> [Exercise details] In the material below, put each line from the one containing "Task: where can the beige" through the end of the material into a JSON list of strings, one string per line, leaving out blank lines.

> [Data lines]
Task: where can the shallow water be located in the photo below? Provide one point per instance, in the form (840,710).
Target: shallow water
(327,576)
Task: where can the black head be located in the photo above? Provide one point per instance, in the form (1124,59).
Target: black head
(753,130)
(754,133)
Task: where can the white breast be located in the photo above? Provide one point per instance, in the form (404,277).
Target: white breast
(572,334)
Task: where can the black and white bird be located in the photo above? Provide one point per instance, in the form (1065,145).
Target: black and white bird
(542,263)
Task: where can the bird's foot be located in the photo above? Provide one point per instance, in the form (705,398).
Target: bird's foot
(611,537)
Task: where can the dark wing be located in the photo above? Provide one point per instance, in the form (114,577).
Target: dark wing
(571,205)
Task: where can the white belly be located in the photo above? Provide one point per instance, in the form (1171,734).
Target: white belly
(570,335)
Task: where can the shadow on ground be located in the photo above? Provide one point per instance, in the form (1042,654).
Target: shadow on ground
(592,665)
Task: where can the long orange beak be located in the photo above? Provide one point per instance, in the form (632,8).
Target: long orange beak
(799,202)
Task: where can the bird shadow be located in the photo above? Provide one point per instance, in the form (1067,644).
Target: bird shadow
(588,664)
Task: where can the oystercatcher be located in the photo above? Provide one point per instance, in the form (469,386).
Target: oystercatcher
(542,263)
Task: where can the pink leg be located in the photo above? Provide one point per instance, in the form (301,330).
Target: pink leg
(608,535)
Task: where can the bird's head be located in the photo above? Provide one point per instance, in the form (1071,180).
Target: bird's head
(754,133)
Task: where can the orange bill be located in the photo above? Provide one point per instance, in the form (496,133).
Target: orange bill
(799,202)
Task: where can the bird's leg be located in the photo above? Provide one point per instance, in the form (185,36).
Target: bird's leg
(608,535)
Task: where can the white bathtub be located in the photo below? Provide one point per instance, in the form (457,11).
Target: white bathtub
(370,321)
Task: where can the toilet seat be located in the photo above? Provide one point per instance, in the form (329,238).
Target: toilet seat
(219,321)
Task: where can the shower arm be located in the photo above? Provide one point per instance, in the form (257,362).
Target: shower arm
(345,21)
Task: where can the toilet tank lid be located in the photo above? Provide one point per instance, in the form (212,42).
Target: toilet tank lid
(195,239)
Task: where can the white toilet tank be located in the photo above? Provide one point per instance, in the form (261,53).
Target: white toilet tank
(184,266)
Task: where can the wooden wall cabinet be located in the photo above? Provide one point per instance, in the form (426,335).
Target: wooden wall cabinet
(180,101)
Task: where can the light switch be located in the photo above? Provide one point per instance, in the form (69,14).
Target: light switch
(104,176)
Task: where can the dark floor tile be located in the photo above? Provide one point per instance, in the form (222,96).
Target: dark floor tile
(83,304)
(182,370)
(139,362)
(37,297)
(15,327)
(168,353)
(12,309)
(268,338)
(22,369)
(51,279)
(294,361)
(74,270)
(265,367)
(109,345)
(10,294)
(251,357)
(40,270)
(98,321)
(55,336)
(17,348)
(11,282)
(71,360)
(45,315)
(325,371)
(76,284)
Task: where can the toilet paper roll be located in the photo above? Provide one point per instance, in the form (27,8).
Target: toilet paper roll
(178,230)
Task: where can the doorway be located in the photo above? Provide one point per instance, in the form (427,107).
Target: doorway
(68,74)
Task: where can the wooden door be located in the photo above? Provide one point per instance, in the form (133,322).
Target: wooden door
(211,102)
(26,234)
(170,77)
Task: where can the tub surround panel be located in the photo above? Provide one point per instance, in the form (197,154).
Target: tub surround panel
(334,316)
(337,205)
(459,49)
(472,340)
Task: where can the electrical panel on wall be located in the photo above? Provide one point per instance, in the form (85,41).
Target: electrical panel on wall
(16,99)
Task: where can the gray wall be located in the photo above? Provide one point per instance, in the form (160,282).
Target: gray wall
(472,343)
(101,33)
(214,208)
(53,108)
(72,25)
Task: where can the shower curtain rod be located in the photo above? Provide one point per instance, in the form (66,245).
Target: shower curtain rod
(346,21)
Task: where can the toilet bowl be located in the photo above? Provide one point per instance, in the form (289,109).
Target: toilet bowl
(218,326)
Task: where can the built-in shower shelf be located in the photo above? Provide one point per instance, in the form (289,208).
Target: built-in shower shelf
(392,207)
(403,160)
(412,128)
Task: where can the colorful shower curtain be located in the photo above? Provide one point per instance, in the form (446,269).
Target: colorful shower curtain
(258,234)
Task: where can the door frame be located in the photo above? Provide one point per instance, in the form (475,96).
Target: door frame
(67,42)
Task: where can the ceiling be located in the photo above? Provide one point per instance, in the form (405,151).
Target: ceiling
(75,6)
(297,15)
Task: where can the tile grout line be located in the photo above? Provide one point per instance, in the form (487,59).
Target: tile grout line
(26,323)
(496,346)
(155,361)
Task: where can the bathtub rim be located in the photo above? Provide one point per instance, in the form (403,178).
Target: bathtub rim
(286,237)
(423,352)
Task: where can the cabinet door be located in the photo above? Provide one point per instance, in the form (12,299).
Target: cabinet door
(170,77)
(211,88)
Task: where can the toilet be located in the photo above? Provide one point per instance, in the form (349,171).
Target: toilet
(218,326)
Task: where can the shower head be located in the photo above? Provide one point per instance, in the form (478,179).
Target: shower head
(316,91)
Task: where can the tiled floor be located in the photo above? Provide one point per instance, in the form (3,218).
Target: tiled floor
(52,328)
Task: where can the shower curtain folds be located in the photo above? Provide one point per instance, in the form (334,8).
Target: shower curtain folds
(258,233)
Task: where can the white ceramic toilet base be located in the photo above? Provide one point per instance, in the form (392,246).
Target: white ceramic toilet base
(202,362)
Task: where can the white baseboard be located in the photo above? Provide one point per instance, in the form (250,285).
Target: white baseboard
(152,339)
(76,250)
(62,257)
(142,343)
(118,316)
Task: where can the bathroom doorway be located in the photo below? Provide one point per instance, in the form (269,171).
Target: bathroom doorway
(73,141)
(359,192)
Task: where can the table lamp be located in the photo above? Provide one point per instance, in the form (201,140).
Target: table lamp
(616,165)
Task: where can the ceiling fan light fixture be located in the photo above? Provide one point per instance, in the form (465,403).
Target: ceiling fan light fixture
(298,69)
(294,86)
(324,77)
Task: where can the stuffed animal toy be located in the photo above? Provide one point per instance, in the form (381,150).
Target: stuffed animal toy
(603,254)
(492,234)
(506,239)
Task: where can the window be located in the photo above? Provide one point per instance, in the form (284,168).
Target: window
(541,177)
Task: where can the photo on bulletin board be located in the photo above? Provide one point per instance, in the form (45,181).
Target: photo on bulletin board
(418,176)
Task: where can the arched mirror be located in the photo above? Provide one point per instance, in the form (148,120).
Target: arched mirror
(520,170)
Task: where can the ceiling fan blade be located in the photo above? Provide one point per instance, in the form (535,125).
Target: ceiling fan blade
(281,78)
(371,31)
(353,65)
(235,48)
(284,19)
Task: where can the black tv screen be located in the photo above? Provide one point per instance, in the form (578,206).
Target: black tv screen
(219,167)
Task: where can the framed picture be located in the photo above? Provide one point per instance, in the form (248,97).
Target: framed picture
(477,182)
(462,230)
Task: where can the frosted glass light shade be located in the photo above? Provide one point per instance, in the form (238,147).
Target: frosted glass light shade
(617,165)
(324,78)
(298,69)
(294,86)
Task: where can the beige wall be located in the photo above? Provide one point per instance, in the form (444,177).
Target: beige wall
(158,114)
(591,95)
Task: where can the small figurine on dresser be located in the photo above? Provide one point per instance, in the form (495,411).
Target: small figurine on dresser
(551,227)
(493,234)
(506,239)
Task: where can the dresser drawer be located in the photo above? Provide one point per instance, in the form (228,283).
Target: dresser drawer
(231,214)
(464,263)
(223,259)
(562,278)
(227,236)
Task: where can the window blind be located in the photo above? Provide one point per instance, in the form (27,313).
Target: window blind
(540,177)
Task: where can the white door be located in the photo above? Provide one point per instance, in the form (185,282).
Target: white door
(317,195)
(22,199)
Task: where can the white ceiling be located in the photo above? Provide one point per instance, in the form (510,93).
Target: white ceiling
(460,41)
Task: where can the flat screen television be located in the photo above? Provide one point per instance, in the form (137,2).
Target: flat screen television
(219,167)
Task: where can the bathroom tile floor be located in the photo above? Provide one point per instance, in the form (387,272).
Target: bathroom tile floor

> [Answer for the task]
[
  "Task: where can the beige wall be located in the photo above? Provide one point per instance, in the form (444,177).",
  "Target: beige wall",
  "(158,114)",
  "(591,95)",
  "Task: where can the small figurine on dresser be located in the photo above? Provide one point per instance, in the form (495,411).",
  "Target: small figurine on dresser",
  "(551,227)",
  "(493,234)",
  "(506,239)",
  "Task: where can the dresser drawer be located in the photo above? Provide one point per instance, in the form (228,283).",
  "Target: dresser drawer",
  "(231,214)",
  "(464,263)",
  "(223,259)",
  "(562,278)",
  "(227,236)",
  "Task: where can the window blind be located in the photo above? Provide one point per instance, in the form (27,313).",
  "Target: window blind",
  "(540,177)",
  "Task: where can the white door be located in the photo above? Provide one point per instance, in the form (185,282).",
  "Target: white door",
  "(317,195)",
  "(22,199)",
  "Task: where can the white ceiling be located in the photo above? Provide one point per instance, in the form (510,93).",
  "Target: white ceiling",
  "(460,41)",
  "Task: where can the flat screen television be located in the photo above? Provide one point per instance, in the form (137,2).",
  "Target: flat screen television",
  "(219,167)",
  "Task: where can the bathroom tile floor be located in the photo above? Provide one point per instance, in the form (387,272).",
  "Target: bathroom tile floor"
]